Challenges =>
1. Answer these questions from the text on bus subsidies:
(a) In which three places did Coun Tom Wells arrange public meetings?
(b) What is Coun John Smith responsible for on the county council?
(c) Access to which four things will the review of subsidised services aim to ensure?
2. Using the text on bus subsidies, explain in one to three sentences why Coun Tom Wells says he is "breathing slightly easier today."

Text =>

+===+

As a result all subsidised services will now be reviewed to establish which ones are deemed key to ensure access to schools, jobs, healthcare and shops.

Talks will also be held with bus companies to see which can be run commercially, potentially with a rise in fares, which would be unsustainable if subsidy was substantially reduced and what role there is for community and voluntary transport.

Coun John Smith OBE, responsible for highways on the county council, said: “We’ve consistently said due to the financial challenges there’s no easy answers when it comes tough issues like this but, importantly, we stressed the public’s views would be taken into account, which is what is happening.”

Coun Tom Wells, who represents Powick, welcomed the news and commended residents who attended public meetings he had arranged to discuss the issue in Welland, Hanley Swan and Callow End.

He said: “I am breathing slightly easier today. Some of those services are a vital lifeline for many people young and old.

“I heard stories that young people would not be able to get to college and elderly residents would not be able to do their weekly shop.

+===+

[Dataset records about object locations]
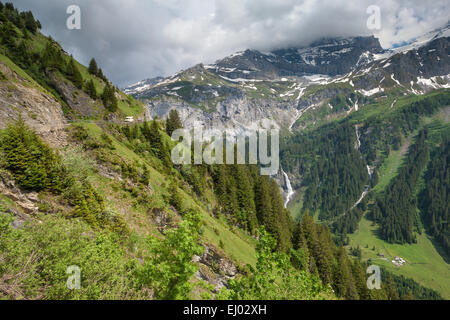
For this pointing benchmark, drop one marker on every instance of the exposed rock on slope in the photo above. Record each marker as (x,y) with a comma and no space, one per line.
(22,97)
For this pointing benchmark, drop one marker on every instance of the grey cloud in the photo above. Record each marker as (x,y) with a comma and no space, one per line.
(137,39)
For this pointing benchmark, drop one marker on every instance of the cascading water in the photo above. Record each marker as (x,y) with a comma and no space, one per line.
(290,191)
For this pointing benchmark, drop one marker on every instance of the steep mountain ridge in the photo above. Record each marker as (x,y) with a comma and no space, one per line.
(251,89)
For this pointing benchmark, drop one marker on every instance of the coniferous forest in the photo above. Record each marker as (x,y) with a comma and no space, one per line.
(99,191)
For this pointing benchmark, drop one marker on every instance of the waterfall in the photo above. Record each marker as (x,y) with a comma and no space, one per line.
(358,136)
(369,171)
(290,191)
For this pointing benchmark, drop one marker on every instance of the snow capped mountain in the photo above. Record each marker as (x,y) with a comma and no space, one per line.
(143,85)
(253,89)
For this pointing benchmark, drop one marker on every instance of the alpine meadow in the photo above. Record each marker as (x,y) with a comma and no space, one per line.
(322,172)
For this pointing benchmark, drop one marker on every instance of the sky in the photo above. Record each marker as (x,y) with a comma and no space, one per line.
(133,40)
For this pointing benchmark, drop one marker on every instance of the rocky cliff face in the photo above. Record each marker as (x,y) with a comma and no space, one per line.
(252,89)
(20,96)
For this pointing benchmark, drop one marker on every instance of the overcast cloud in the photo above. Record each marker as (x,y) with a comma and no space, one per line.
(138,39)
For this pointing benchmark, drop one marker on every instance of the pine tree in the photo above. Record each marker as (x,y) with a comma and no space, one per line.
(109,99)
(173,122)
(90,89)
(93,68)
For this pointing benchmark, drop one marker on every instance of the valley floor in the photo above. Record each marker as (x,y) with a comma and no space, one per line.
(423,262)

+===+

Solutions =>
1.
(a) Welland, Hanley Swan and Callow End.
(b) Highways.
(c) Schools, jobs, healthcare and shops.

2. He says some of the services are a vital lifeline for many people, young and old. He had heard that young people would not be able to get to college and elderly residents would not be able to do their weekly shop.